### Exercise instructions
Return every line of the records below verbatim, without changing, adding, or leaving out anything.

[Excerpts from point annotation data]

-- START --

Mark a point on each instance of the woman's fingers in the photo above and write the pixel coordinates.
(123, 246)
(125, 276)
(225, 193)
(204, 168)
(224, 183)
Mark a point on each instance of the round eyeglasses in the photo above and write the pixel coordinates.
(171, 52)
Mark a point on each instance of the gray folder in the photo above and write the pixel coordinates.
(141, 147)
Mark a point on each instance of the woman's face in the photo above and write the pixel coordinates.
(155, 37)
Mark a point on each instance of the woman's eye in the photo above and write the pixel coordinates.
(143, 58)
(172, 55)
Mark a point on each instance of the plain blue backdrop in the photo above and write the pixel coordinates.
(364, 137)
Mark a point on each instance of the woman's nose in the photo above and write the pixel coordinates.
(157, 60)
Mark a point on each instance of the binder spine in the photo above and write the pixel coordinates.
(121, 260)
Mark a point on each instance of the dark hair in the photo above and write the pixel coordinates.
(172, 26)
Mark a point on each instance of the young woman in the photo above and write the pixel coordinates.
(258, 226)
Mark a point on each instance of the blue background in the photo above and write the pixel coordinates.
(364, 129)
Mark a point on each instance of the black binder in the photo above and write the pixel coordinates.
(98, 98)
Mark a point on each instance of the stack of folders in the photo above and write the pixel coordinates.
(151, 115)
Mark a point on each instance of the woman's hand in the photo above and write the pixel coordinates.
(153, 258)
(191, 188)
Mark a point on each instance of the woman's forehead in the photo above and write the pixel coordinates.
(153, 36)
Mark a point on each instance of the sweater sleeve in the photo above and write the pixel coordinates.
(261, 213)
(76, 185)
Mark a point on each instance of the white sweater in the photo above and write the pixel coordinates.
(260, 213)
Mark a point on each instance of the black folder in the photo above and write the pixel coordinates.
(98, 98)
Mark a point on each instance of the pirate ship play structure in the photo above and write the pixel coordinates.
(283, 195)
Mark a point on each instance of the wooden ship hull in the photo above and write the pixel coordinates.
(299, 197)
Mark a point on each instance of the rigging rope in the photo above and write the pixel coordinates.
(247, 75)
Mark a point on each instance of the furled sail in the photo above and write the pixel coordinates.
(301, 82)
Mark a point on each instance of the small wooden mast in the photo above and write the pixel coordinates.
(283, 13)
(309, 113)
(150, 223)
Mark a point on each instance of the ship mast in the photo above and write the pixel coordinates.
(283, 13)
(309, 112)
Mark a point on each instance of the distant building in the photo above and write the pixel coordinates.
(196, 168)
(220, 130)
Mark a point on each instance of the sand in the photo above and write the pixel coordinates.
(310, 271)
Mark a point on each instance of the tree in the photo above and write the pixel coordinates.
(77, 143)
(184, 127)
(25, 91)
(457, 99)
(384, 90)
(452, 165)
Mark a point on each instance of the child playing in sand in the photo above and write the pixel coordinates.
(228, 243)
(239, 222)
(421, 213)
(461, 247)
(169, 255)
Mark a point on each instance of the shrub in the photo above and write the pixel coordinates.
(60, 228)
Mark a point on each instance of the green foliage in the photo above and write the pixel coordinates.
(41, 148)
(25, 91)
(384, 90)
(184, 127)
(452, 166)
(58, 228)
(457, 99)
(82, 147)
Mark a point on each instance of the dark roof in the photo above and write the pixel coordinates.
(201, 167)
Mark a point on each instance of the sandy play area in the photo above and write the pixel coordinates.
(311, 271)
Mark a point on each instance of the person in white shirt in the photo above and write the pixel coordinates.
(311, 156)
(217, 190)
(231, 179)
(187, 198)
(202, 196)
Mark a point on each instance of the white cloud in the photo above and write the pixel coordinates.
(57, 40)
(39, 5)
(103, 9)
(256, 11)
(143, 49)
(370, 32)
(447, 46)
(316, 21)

-- END --

### Complete response
Mark a point on each instance of the woman's fingers in the photo above and write the pixel coordinates.
(123, 246)
(125, 276)
(225, 193)
(204, 168)
(224, 183)
Mark a point on each instance of the round eyeglasses in the photo above and write the pixel coordinates.
(171, 52)
Mark a point on each instance of the gray folder in the photo above and write the pixel coordinates.
(141, 147)
Mark a point on each instance of the woman's face in the photo above and write the pixel coordinates.
(155, 37)
Mark a point on each instance of the woman's eye in the photo above and write the pixel coordinates.
(143, 58)
(172, 55)
Mark a point on each instance of the plain blue backdrop in the photo above and write the pixel coordinates.
(364, 137)
Mark a point on each instance of the woman's nose in the photo above and write the pixel coordinates.
(157, 60)
Mark a point on each instance of the binder spine in the photo above and write the pixel coordinates.
(121, 260)
Mark a point on each instance of the dark hair in the photo above and write the pixel coordinates.
(172, 26)
Mark a point on each instance of the young woman in the photo above and write the pixel coordinates.
(258, 226)
Mark a point on each instance of the blue background in the photo above and write the pixel coordinates.
(364, 129)
Mark a point on each instance of the black binder in the photo above and write the pixel coordinates.
(98, 98)
Mark a point on each instance of the stack of folders in the photo above and write the pixel coordinates.
(151, 115)
Mark a point on each instance of the woman's hand in the photo above and write the pixel coordinates.
(153, 258)
(191, 188)
Mark a point on each instance of the woman's forehead in the photo above and write the pixel coordinates.
(153, 36)
Mark a point on each instance of the sweater sleeve in the photo above and write the pixel coordinates.
(261, 213)
(76, 185)
Mark a point on each instance of the white sweater in the photo above and write the pixel coordinates.
(260, 213)
Mark a point on each instance of the black folder in the photo above and write the pixel coordinates.
(98, 98)
Mark a point on each instance of the pirate ship play structure in the photo above and write the pixel coordinates.
(283, 195)
Mark a point on each instance of the wooden ship hull in the photo above and write the pixel coordinates.
(299, 197)
Mark a point on each instance of the rigging rope in the photo above and write the pixel coordinates.
(247, 75)
Mark a point on each instance of the furled sail in the photo above and write the pixel coordinates.
(301, 82)
Mark a point on each instance of the small wooden mast in the photo above and write the pixel coordinates.
(283, 13)
(309, 113)
(150, 223)
Mark a point on each instance of the ship mast in the photo above and write the pixel coordinates.
(283, 13)
(309, 112)
Mark a point on each instance of the distant building in the photo above and write the pixel coordinates.
(196, 168)
(220, 130)
Mark a point on each instance of the sand in the photo above and write the pixel coordinates.
(310, 271)
Mark a point on each instance of the tree in the photo above and write the pixel coordinates.
(77, 143)
(184, 127)
(25, 91)
(457, 99)
(384, 90)
(452, 165)
Mark a point on each instance of the child playing in sand in the photo above and write the pixel coordinates.
(228, 243)
(239, 222)
(421, 213)
(461, 247)
(169, 255)
Mark a point on each instance of the shrub in the photo above and write the pixel coordinates.
(60, 228)
Mark a point on each instance of the green foliage in the photo above and write the pixel coordinates.
(41, 148)
(25, 91)
(384, 90)
(184, 127)
(452, 166)
(58, 228)
(457, 99)
(82, 147)
Mark a point on each instance of the dark roof in the photo above and write the pixel coordinates.
(201, 167)
Mark a point on each instance of the sandy play area in the photo above and write the pixel coordinates.
(311, 271)
Mark a point on each instance of the person in white shirt in the photo above and write the pixel coordinates.
(311, 156)
(217, 190)
(231, 179)
(187, 198)
(202, 196)
Mark a point on each instance of the white cloud in the photo above and write the pixel coordinates.
(57, 40)
(39, 5)
(103, 9)
(256, 11)
(143, 49)
(370, 32)
(447, 46)
(316, 21)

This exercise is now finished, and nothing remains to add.